▶ Task item: Check every line below for the word "child" and copy each one that has it.
-- Supplied material follows --
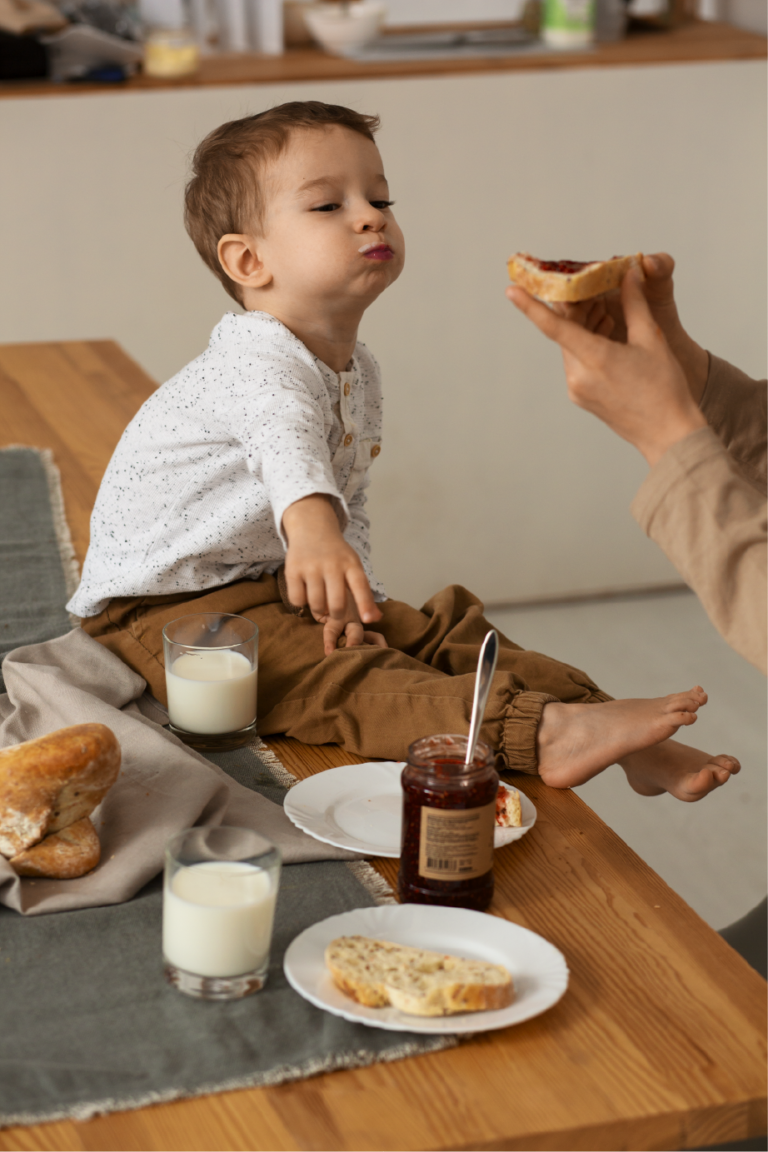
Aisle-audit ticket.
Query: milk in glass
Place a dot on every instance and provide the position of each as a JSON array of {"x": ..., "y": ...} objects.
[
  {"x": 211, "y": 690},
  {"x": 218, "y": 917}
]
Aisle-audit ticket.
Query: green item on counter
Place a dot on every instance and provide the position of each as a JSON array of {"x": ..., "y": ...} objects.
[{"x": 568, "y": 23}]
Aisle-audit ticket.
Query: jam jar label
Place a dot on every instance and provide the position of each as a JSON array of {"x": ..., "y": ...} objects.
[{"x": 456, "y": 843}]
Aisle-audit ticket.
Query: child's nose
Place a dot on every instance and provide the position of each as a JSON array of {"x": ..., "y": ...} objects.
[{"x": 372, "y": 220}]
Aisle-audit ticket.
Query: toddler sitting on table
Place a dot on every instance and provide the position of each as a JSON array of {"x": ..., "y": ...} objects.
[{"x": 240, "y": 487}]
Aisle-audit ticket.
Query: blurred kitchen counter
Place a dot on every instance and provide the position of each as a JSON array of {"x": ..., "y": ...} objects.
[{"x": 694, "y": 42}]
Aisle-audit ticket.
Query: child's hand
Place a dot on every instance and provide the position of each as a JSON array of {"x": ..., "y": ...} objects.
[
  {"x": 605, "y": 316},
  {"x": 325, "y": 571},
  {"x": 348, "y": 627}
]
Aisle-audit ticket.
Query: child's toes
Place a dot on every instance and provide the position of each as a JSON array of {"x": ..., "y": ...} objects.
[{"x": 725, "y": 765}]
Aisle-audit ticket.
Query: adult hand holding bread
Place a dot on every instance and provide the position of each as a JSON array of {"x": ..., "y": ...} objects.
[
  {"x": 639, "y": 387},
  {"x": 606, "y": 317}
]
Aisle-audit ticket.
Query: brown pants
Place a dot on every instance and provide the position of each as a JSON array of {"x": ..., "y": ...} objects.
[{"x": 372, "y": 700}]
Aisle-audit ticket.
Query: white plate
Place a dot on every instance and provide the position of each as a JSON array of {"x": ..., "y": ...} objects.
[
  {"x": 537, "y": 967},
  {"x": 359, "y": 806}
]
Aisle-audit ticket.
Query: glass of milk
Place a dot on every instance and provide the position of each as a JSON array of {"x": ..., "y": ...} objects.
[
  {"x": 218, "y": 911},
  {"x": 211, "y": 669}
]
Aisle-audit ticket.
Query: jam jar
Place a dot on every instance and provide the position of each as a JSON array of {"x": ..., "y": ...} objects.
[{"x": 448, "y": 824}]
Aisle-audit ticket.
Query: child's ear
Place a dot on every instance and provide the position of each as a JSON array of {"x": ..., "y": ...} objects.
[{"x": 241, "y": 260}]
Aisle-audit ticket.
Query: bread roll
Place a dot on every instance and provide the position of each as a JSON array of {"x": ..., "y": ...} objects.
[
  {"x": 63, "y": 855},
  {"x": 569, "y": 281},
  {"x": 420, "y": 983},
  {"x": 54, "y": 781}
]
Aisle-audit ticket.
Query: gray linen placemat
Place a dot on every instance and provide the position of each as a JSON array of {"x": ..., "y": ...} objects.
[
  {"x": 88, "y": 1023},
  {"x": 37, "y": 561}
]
-- Supplied material concluded --
▶ Output below:
Query: child's nose
Query: child's hand
Query: child's toes
Query: child's ear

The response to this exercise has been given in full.